Begin Source extract
Expectation and Experience


I read on the internet, where someone said that they did not see the point to pay higher prices than survival sex worker wages for an experience, when all they get from it are memories that they can’t share. I’ve been thinking about this and actually there is a lot to unpack. I can try to see their point but I don’t believe experiences can be measured in this way. But I also know that I feel differently than many people.

Absolutely there is a cost between us, it is a transaction based relationship. We are professionals engaged in a transaction based relationship. I know you don’t like when I say that, but it actually brings comfort. And really, I don’t have to say it, we are both intrinsically aware of this. It is the foundation for our clarity and how we navigate understanding our roles. Yes, I am aware we come together to curate moments that please and satisfy us. But that doesn’t mean we have any true control over anything but our own individual actions in the moments. You are deciding and I am deciding. It’s not singular. But it does take effort to be present in the moment. It takes massive effort to choose to understand how you experience your own pleasure.

The part that made me think about this the most is the question of why would you make memories that you can’t share. I think they are saying that they have hollow experiences and perhaps that they view their encounters with a sex worker as simply holes to be filled. My main thought is the person was young, and may not lived enough to understand that memories are actually all we have. I certainly do not share every memory in my mind. I also know that the thoughts in my mind are all that I really and truly possess.

What else I see in this comment is that they are undoubtedly unhappy with creating memories in this way. It is possible that the real issue they are dealing with is internalized stigma around their comfort interacting with sex workers. It takes humbling yourself to hear your internalized stigma and to recognize its source. Even then you may not have the strength right away to start to change the way you speak to yourself. Like many, you may not yet understand how your internalized stigma related to sex work guides your actions. You may not yet know of yourself which encounters are most likely to surface this inside of you.

You control the narrative in your mind, so try to listen and when its totally wrong – change it. Meditate. Learn what you are actually thinking under all that clutter and insecurity. Personally, I want to make as many memories as I can. What if I end up with some condition that leaves me unable to remember anyways? Then I would have missed so many valuable experiences while remaining chaste for nothing. Right there is a flip side. Maybe it comes down to some kind of morality. I am self aware enough to know that I would have went on my life living some other way, but how can speculation ever be measurable as better or worse?
End Source extract
Begin Material shown
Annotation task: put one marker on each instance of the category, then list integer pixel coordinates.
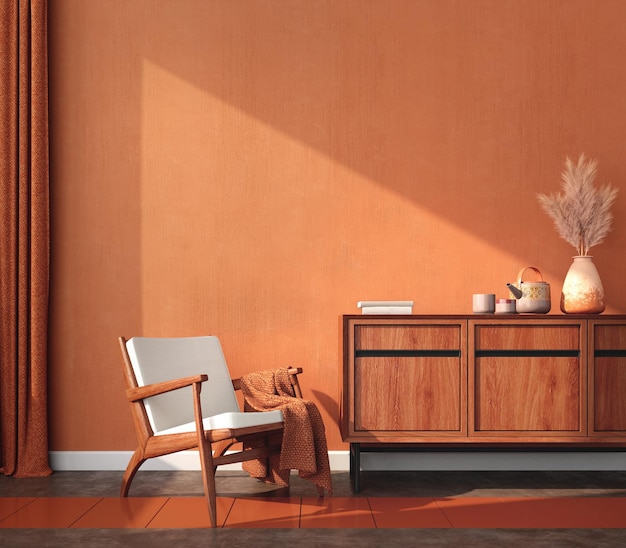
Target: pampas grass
(581, 212)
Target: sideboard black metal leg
(355, 466)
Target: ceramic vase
(582, 289)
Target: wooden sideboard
(482, 380)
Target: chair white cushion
(229, 420)
(156, 359)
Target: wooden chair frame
(211, 444)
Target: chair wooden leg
(208, 476)
(135, 462)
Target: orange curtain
(24, 237)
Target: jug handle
(523, 270)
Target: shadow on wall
(468, 121)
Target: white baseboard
(339, 461)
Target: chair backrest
(162, 359)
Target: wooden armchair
(182, 397)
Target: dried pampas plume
(581, 211)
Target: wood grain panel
(418, 394)
(527, 394)
(408, 337)
(609, 337)
(610, 393)
(525, 337)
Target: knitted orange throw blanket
(304, 445)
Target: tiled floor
(312, 512)
(408, 509)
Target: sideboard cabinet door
(607, 377)
(527, 379)
(407, 379)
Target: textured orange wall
(253, 169)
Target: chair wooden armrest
(141, 392)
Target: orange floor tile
(405, 512)
(189, 513)
(336, 512)
(313, 512)
(274, 512)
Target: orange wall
(252, 169)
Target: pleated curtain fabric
(24, 238)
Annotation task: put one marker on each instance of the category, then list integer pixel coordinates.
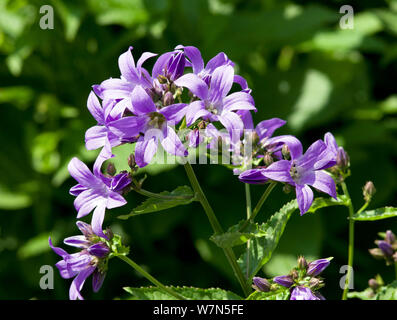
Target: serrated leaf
(184, 193)
(154, 293)
(281, 294)
(233, 237)
(367, 294)
(377, 214)
(388, 292)
(261, 248)
(319, 203)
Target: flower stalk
(150, 277)
(216, 227)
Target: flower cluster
(387, 248)
(303, 281)
(153, 109)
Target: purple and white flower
(91, 260)
(96, 191)
(154, 125)
(215, 103)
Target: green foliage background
(301, 66)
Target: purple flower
(120, 89)
(154, 126)
(261, 284)
(95, 191)
(215, 104)
(197, 63)
(314, 268)
(386, 248)
(84, 263)
(304, 170)
(97, 136)
(340, 155)
(285, 281)
(303, 293)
End Material shown
Task goal :: Write out, word for word, the passage of the essay on expectation and experience that opens with the words containing "You control the" and closes with "better or worse?".

Output below ::
You control the narrative in your mind, so try to listen and when its totally wrong – change it. Meditate. Learn what you are actually thinking under all that clutter and insecurity. Personally, I want to make as many memories as I can. What if I end up with some condition that leaves me unable to remember anyways? Then I would have missed so many valuable experiences while remaining chaste for nothing. Right there is a flip side. Maybe it comes down to some kind of morality. I am self aware enough to know that I would have went on my life living some other way, but how can speculation ever be measurable as better or worse?